-- Start Input --
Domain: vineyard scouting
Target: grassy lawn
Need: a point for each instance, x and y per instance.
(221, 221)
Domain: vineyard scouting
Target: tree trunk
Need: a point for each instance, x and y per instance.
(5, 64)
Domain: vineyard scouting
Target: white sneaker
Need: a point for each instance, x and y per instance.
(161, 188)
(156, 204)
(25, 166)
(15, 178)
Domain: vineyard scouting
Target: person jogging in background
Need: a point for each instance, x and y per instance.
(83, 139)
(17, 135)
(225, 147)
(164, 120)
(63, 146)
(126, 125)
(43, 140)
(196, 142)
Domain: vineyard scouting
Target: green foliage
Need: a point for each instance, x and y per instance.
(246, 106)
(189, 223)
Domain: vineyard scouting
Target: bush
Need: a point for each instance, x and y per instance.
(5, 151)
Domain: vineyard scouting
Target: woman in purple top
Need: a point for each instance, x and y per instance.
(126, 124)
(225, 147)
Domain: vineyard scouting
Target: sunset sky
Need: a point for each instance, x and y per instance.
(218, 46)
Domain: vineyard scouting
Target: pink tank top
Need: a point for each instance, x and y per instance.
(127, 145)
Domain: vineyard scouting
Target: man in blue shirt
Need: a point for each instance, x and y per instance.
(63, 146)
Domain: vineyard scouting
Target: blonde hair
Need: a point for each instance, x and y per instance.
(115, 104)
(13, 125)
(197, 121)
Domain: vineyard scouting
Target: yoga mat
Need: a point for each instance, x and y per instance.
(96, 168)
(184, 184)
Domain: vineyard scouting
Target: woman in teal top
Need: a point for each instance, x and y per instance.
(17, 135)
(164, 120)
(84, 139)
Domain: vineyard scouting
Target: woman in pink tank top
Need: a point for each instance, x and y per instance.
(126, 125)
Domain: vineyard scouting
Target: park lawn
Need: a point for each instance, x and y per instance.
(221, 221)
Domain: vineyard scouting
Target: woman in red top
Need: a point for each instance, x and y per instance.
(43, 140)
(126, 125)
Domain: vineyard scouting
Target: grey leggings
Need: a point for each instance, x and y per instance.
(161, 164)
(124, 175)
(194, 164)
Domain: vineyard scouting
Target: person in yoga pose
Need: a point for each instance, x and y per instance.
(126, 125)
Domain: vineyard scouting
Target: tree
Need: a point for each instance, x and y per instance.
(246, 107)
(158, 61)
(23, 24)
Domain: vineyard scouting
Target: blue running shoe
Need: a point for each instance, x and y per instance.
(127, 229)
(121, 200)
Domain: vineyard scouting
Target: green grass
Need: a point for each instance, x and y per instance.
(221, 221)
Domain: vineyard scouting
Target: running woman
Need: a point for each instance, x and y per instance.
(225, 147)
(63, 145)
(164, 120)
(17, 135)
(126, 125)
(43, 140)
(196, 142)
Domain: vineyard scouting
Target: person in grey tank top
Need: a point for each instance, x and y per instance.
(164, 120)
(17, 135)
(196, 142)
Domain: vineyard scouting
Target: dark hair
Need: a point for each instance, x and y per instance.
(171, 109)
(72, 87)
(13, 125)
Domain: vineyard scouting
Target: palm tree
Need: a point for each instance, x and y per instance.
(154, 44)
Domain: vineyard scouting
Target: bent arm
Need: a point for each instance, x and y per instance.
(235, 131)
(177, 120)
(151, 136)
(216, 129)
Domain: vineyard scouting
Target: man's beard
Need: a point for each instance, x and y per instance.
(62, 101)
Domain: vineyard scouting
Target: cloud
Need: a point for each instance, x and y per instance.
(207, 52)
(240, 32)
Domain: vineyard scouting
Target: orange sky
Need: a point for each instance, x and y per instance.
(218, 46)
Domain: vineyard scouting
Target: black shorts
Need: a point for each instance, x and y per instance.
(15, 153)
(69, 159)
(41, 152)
-- End Input --
Requirement: Pull out every line in the records above that contains the string "tree", copying each one in full.

Response to this task:
Target: tree trunk
Target: tree
Target: palm tree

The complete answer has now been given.